Try it:
In the passage on work-from-home metros, what share of jobs that can be done from home qualifies a metro as a "work-from-home metro"?

Given passage:
((

High work-from-home sectors declining across metros
The graph below illustrates the finding that metros with higher-than-normal shares of jobs that can be done remotely are currently being hit harder by the broad-based overall decline in job postings than in other areas. For example, less than 30% of all jobs in Bakersfield can potentially be done remotely, and job postings there have fallen by only about 5% year-over-year. But in the San Jose metro area, where a majority (50%) of local jobs can potentially be done remotely, job postings are down 40%.
Focusing only on the year-by-year change in postings for jobs with a high potential to be done remotely, versus the change in job postings overall, reveals greater geographic variation in impacted areas. In Bakersfield CA, postings for jobs with high remote potential were down just 2% year-over-year in August, and just 14% of the area’s job postings are considered remote-friendly. On the other end, in the San Jose metro area, more than 30% of local job postings are considered remote-friendly, and postings for those specific kinds of highly remote jobs were down 22% year-over-year.
Job postings in metros where more jobs can potentially be done from home may be bearing the brunt of the broad-based decline in postings overall over the past year, but this isn’t unique to these metros themselves. Early in the pandemic, the ability of many jobs—mainly tech jobs—to be done remotely was a prime driver of the decline in in-person postings in these large, rich metros in the first place. Now, in-person service sectors are rebounding, and fading levels of remote-eligible jobs are dragging total postings down in metros with large shares of jobs that can be done remotely. Rather than being limited to so-called “superstar” cities along the coasts, the change in the shares of high remote postings is felt in cities across the country.
Work-from-home metros are based on American Community Survey data on county employment by occupation, along with Jonathan Dingel and Brett Neiman’s analysis of whether occupations can be done from home. These were combined to estimate the share of a metropolitan area’s jobs that can be done from home. The national average is 37%. Among large metros, the work-from-home share ranges from 51% in Washington and San Jose to 30% in Bakersfield CA. In this post, “work-from-home metros” are those with a share of 45% or higher.

))

Supplied entries:
((

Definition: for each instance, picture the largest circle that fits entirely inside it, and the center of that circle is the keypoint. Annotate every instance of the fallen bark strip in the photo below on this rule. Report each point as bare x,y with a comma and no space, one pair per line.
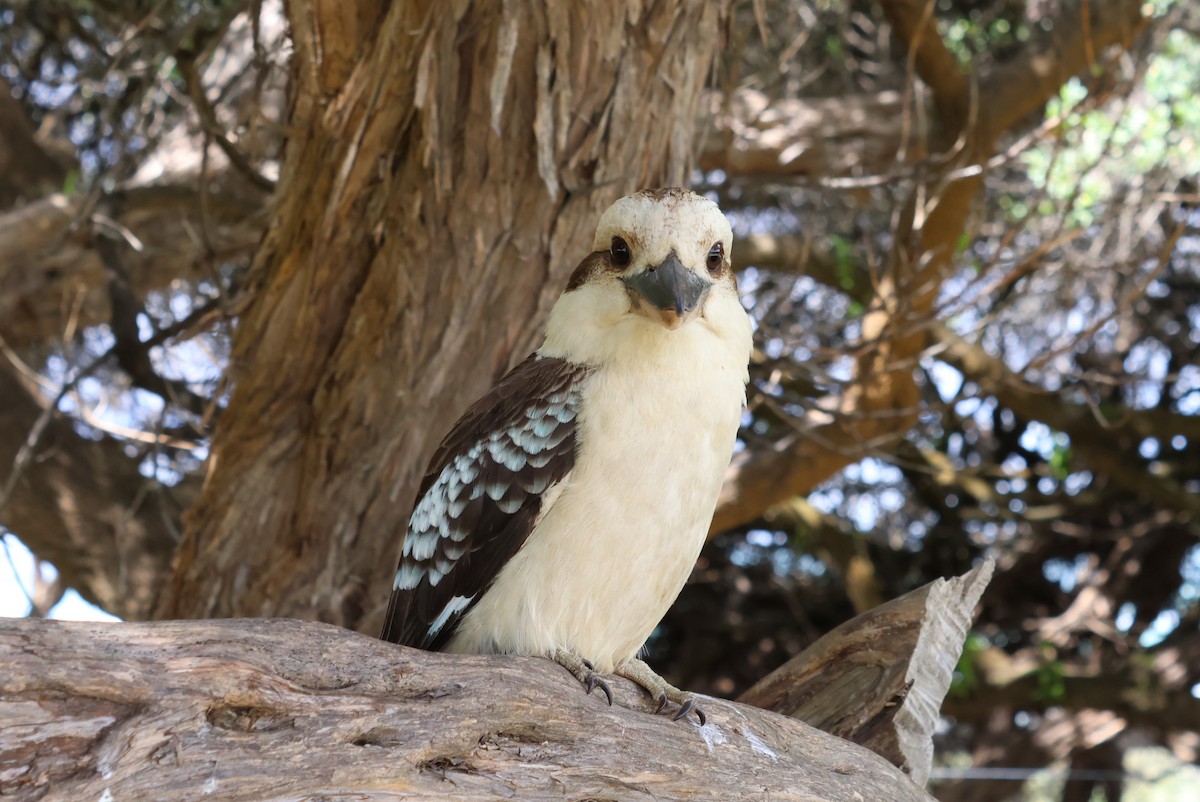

))
((

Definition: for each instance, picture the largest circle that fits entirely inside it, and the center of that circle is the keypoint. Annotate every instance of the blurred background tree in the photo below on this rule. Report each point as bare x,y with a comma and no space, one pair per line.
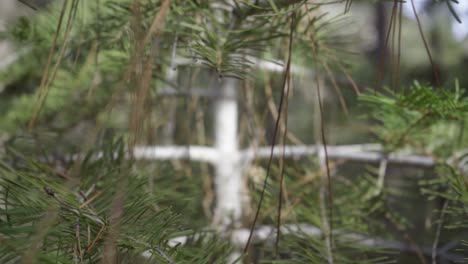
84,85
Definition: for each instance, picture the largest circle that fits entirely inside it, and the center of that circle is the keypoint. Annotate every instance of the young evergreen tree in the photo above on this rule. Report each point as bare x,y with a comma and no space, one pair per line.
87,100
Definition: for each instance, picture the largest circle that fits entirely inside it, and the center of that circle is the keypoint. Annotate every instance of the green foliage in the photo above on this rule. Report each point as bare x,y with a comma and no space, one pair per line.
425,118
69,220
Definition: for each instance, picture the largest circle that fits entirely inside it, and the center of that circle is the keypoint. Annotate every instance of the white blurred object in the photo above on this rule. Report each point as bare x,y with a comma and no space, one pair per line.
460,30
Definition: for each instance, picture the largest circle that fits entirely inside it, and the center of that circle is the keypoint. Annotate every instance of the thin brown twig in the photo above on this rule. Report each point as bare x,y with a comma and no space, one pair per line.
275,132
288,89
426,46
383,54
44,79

))
((

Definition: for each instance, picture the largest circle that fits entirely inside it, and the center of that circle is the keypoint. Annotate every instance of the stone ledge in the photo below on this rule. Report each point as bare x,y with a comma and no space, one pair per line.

))

Result:
A share of 45% or higher.